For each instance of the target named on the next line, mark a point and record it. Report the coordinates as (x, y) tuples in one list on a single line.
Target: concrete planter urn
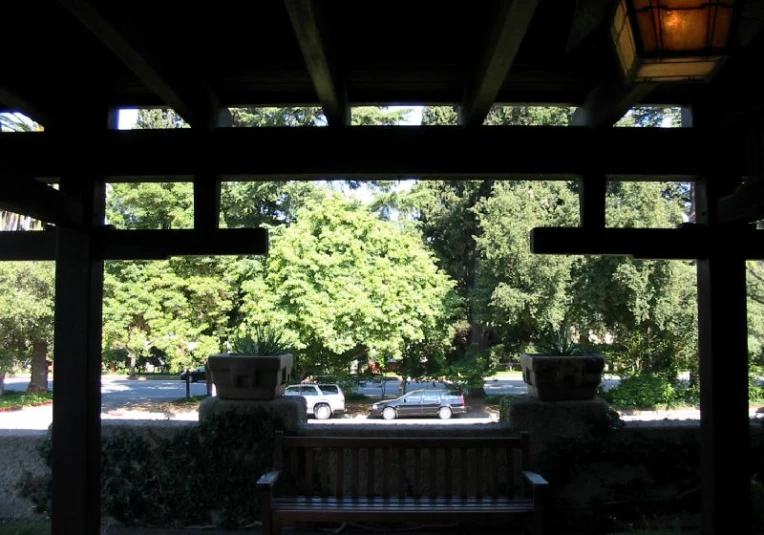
[(249, 377), (562, 377)]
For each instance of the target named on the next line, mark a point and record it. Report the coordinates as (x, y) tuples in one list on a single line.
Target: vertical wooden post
[(723, 351), (206, 202), (592, 200), (76, 435)]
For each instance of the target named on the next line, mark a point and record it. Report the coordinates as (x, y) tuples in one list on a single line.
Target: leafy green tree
[(26, 318), (521, 294), (347, 285)]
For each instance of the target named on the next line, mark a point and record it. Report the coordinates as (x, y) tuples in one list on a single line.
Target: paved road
[(492, 387), (122, 393), (121, 397)]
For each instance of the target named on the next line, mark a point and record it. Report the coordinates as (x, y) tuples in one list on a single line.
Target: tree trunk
[(133, 359), (39, 381)]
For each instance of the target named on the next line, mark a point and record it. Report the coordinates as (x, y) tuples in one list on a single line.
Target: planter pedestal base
[(292, 410)]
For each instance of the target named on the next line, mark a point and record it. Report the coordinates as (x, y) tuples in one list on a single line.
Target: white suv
[(323, 400)]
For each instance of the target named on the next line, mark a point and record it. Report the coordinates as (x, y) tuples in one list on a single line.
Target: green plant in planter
[(257, 368), (557, 342), (561, 370), (260, 341)]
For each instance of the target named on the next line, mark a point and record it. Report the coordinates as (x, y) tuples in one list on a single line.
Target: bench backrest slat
[(433, 469), (340, 472), (356, 488), (449, 467), (465, 472), (386, 468), (401, 472), (309, 471)]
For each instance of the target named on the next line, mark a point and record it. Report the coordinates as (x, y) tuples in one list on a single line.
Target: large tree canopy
[(347, 284)]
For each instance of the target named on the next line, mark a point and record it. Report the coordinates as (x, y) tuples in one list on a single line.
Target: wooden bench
[(354, 479)]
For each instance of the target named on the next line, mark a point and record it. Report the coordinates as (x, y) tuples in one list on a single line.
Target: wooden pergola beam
[(28, 245), (607, 103), (588, 16), (689, 242), (511, 22), (503, 152), (111, 244), (32, 198), (313, 36), (193, 100)]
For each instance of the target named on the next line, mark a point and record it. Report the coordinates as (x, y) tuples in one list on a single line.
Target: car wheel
[(322, 412)]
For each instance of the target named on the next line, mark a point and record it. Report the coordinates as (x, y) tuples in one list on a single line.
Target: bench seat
[(401, 479)]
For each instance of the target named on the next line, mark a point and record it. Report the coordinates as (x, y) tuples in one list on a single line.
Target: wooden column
[(723, 351), (76, 456), (592, 200), (206, 202)]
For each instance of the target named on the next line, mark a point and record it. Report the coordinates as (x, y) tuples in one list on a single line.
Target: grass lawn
[(12, 400)]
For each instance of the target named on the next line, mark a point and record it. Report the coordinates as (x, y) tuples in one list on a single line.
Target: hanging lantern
[(672, 40)]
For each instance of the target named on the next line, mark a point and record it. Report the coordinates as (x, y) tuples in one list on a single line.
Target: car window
[(414, 397)]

=== Instructions to follow ===
Put all of the records above into a two-column CSV with the header row instruction,coordinates. Give one row per record, with the record's text and its answer each in a single quoted field, replace line breaks with spaces, and leave out the pictures.

=== Answer to the problem ===
instruction,coordinates
"For each instance of the target named on the next line, mark a point and record it. Report the coordinates as (x, y) tuples in one list on a single line. Target: concrete planter urn","[(249, 377), (562, 377)]"
"For each instance of the target named on the next line, mark a point and record it. Report the coordinates as (x, y) tuples in one list on a single line. Target: vertical wooden post","[(723, 351), (206, 202), (592, 200), (76, 435)]"
"For each instance of the target named on the next line, mark a point and record it. Report the coordinates as (x, y) tuples in one list on a single line. Target: leafy green tree","[(26, 318), (521, 294), (347, 285)]"
"For each instance of the target named on the next line, mark a point and record it. Report the coordinates as (x, y) tuples in one list on a single line. Target: paved road","[(492, 387), (122, 393), (121, 397)]"
"For each instance of the target named on the next line, mark a point and record it. Report the coordinates as (x, y) tuples in one list on a single line. Target: tree trunk","[(133, 359), (39, 381)]"
"For each instance of the target named on the next line, mark a point and record it. Report the coordinates as (x, y) tuples in one list on a single line. Target: planter pedestal base","[(292, 410)]"
"For each instance of the target named on the next line, mark a point and record it. Report the coordinates as (x, y) tuples in one list on a single line. Target: white suv","[(323, 400)]"
"For each instance of the target named on the next line, mark a point and record it. Report the coordinates as (x, y) tuples in one list on a single line. Target: green plant in planter","[(257, 368), (557, 342), (561, 370), (260, 341)]"
"For each instance of the target named on the next line, mark a point and record it. Report the coordinates as (x, y) tuples in one list on a single line. Target: bench backrest slat","[(433, 469), (340, 472), (356, 488), (449, 467), (465, 472), (386, 468), (401, 472), (309, 471)]"
"For each instance of the target named on the next line, mark a point and record it. Report the coordinates as (x, y) tuples in one list on a single line. Target: large tree canopy","[(347, 284)]"
"For each instance of the target named on the next line, mark a point and record it. Report the coordinates as (x, y) tuples in one list on a single line. Target: wooden bench","[(354, 479)]"
"For each instance of the target named on the next line, mark a point and record it. Report the coordinates as (x, y) tuples in one list on a single line. Target: wooden pergola beam","[(28, 245), (607, 103), (588, 16), (689, 242), (511, 22), (503, 152), (111, 244), (32, 198), (313, 36), (193, 100)]"
"For each instance of the target named on the next line, mark a point and record it. Report the coordinates as (x, y) tuples in one list on a single line. Target: car wheel","[(322, 412)]"
"For each instance of the target named on the next line, mark a point and record it. Report the coordinates as (x, y) tuples in one list on a single line. Target: bench seat","[(401, 479)]"
"For each instance of the target named on the next line, mark a point and record it. Report the coordinates as (x, y) tuples in one list on a single line. Target: wooden column","[(723, 351), (76, 456), (592, 200), (206, 202)]"
"For each instance of the target named on the next line, mark a point and record it. Report the coordinates as (x, y) tuples in one list on a single line. Target: grass lawn","[(12, 400)]"
"For each instance of the target named on the next line, mark a point and record it. Report the coordinates as (x, y) tuples in one list on a single line. Target: hanging lantern","[(672, 40)]"
"For each instance of the target named on the next line, mark a point and record it. Report the coordinates as (x, y) tuples in one list on a single line. Target: car window","[(414, 397)]"